= Source passage =
──────

Okay guys, thanks much for the input. I think, based on that input, that a
very reasonable benchmark mdcrd output frequency is 1 snapshot per psec, and
will modify my benchmarks accordingly. I know this is the high end of the
1-2 psec range, but I typically want to be on the high end when benchmarking
something like this - my goals are to set user expectations and highlight
problems with particular architectures as much as anything else (and you
thought I just wanted to get the highest nsec/day that I could...;-)).
Okay, more seriously, I know I came up with this 0.25 psec metric from
somewhere, but can't find the mail. I thought maybe it was in a
conversation with Yong, but I actually found a nice email from Yong in the
Oct 2003 timeframe pointing at the 1-2 psec range with a justification (good
stuff - justifications):
> It really depends on the events you are interested in.
> 50, 100, 150, 200 steps are a bit excessive.
> I typically save snapshots at ~2ps intervals for 1-10ns simulations.
> Here is the reasoning.
> Water rotation takes roughly ~1-2ps (at 300K). Unless, you are
> interested in monitoring how a few water molecules rotate during the
> simulation, ~1-2ps intervals should give you enough detail.
> For long simulations (>50ns), I save the trajectories at 10-20ps
> intervals.
> yong
So a couple of comments. Maybe we should give some guidelines in the user
manual about things like this? From the perspective of a guy who primarily
has a mission to make things fast, it is really helpful for me to know what
the real requirements of the applications are. Just because the user can
dump a coordinate frame every step, that does not become a real requirement;
it is an unreasonable use of the software in most instances. When users
don't have beginning guidelines on these things, they are apt to do dumb
things. They will either take snapshots too infrequently, and will have
wasted the entire run, or take them too frequently, and waste disk space and
some portion of their computer time. If we can post reasonable guidelines,
we can help the beginning user use our software more effectively. You guys
have the experience to make the recommendations about applications
requirements; I have the experience about how to get a computer to do a
given task in minimum time; let's combine our experiences for everyone's
benefit. To my mind there are two ways to more efficiently solve a problem
on a computer: 1) choose a better algorithm, and 2) do the work that is
actually necessary to solve the problem.

──────

= Information supplied =
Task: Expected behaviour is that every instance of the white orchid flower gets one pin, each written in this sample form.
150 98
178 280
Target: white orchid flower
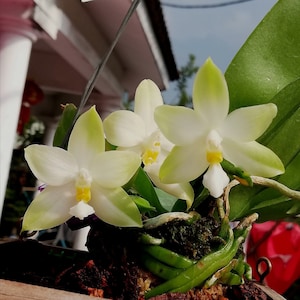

──────

= Given problem A =
Answer these questions using the email on snapshot frequency above:
(i) What mdcrd output frequency does the writer adopt as the benchmark?
(ii) At what intervals does Yong save trajectories for simulations longer than 50 ns?
(iii) What is the first of the two ways the writer names for solving a problem more efficiently on a computer?
= Given problem B =
Reproduce the email on snapshot frequency above word for word, beginning at "Okay, more seriously, I" and stopping after "for 1-10ns simulations.".
= Given problem C =
In the email on snapshot frequency above, list each step count that Yong calls a bit excessive.

= Complete response A =
(i) 1 snapshot per psec
(ii) 10-20ps intervals
(iii) Choosing a better algorithm

= Complete response B =
Okay, more seriously, I know I came up with this 0.25 psec metric from
somewhere, but can't find the mail. I thought maybe it was in a
conversation with Yong, but I actually found a nice email from Yong in the
Oct 2003 timeframe pointing at the 1-2 psec range with a justification (good
stuff - justifications):
> It really depends on the events you are interested in.
> 50, 100, 150, 200 steps are a bit excessive.
> I typically save snapshots at ~2ps intervals for 1-10ns simulations.

= Complete response C =
50
100
150
200